Problems to work on>
1: Name every organization (university, company, stock exchange, or magazine) that appears in the interview about market design.
2: Pick up the interview about market design after its last line and keep it going.

Given passage>

The invisible hand isn’t good enough. Or, more precisely, the law of supply and demand doesn’t really work for a wide variety of markets, according to Stanford University professor Alvin Roth. Roth shared the 2012 Nobel Prize in Economics with Lloyd Shapley for their work in the field of market design, an offshoot of game theory. His contributions in the field have helped iron out inefficiencies in a number of so-called matching markets in which prices are not easily discoverable. (Think of matching kidney donors to transplant recipients or placing students in public schools.)
Roth’s latest book, “Who Gets What—and Why,” takes a deep dive into the discipline of market design and some of its practical applications. REIT magazine interviewed him about the theory behind the science.
REIT: Can you explain what makes matching markets different from the classical concepts of commodities markets in economics?
Alvin Roth: Commodities markets are markets in which prices do all the work. When you buy 500 shares of AT&T on the New York Stock Exchange, the only thing you’re concerned about is the price. You’re not concerned about who you’re buying those shares from because all those shares are the same.
In lots of markets, prices don’t do all the work. You care who you’re dealing with and you can’t just choose what you want, even if you can afford it. Those are matching markets.

Provided data>
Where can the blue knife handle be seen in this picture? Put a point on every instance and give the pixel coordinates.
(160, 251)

Final results>
1: Stanford University, REIT magazine, AT&T, New York Stock Exchange

2:
REIT: Examples?
Roth: College admissions is a matching market. Stanford doesn’t choose its entering class by raising tuition until supply equals demand.
Labor markets don’t work like commodities markets. You can’t get a job at Google by just showing up. You have to be hired. Also, Google can’t just choose who to hire by offering a wage. They have to compete with Facebook and other companies.
Marriage is like that. You can’t just choose your spouse; you also have to be chosen.
REIT: You’re one of the key figures in the emerging discipline of market design. The field’s name is somewhat self-explanatory, but can you give us an idea of market design practitioners’ objectives? What are some of the problems that they’re trying to solve in matching markets?
Roth: We try to fix markets when they’re broken, and sometimes we build them when they’re missing.
Marketplaces are run by rules, and sometimes the rules work better than others. Sometimes they induce behavior that interferes with the efficient operation of the market. A change in the rules would make the market work better, market designers think like that.
As a field, we mostly start as game theorists interested in the rules of the game and how they influence how the game is played.
REIT: In your mind, what makes a free market?
Roth: A free market is a market that has rules that allow it to work freely. The analogy I give in the book is that a wheel that can rotate freely doesn’t rotate in a vacuum. It has an axle. It has ball bearings.
A market that works freely is one that has rules that allow it to become thick so that lots of people are present at the same time and can engage efficiently in transactions. Lots of people you can transact with, lots of things you can buy or offer for sale. The market’s rules also make it safe for participants to reveal the information they have to reveal and transact in the market to get what they want.
Rules just help people process things and work efficiently.
REIT: How do you know if a matching market is working or if there is room for improvement within the structure of the market?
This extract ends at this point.